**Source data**
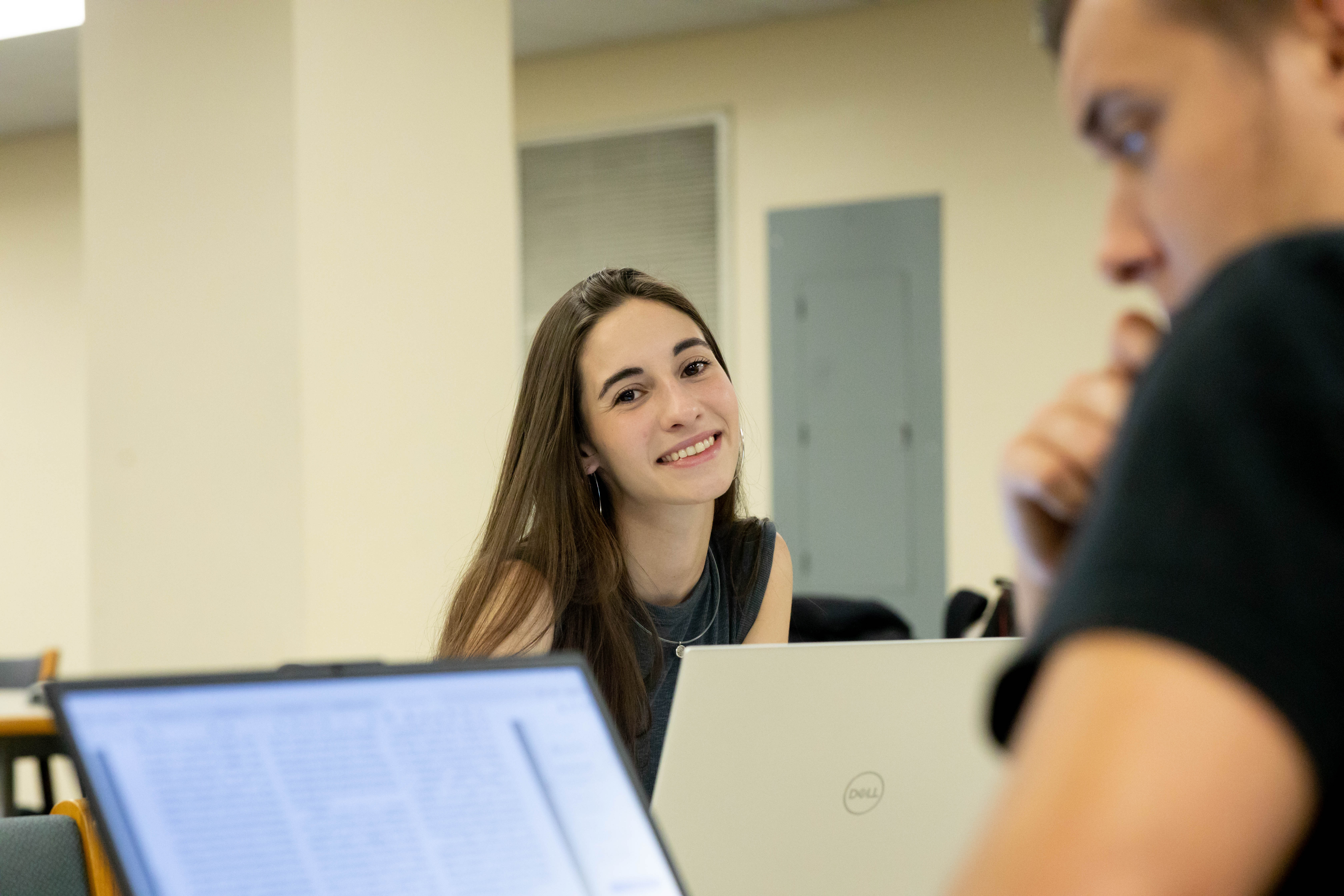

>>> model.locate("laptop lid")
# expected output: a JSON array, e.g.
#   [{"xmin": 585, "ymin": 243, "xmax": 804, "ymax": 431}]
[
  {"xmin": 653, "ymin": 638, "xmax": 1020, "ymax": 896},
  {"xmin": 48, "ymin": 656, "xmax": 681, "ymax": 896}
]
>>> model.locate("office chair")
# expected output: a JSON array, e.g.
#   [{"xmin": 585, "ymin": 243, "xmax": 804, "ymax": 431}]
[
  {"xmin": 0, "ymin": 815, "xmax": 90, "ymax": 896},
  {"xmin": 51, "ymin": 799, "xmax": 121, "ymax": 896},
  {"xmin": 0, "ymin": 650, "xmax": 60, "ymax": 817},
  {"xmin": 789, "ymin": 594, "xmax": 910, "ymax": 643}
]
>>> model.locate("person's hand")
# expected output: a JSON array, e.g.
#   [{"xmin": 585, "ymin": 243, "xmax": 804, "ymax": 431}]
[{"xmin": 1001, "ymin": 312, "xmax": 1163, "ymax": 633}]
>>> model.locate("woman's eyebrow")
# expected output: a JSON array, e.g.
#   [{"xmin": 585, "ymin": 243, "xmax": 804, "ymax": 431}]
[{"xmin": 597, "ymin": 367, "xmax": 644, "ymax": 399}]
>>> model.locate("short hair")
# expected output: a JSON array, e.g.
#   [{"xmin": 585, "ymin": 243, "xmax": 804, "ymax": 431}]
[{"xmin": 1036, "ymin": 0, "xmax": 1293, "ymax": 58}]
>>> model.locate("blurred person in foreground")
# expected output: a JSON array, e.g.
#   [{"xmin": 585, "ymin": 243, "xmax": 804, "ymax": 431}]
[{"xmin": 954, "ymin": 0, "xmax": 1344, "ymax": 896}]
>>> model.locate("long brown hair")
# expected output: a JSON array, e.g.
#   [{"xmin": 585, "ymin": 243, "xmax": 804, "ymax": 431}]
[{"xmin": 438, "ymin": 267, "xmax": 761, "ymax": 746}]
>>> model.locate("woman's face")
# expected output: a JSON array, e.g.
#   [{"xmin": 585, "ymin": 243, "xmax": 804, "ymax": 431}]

**Given instruction**
Count the lines in the items above that contain the string "locate". Case matters. Give only the number.

**Final result**
8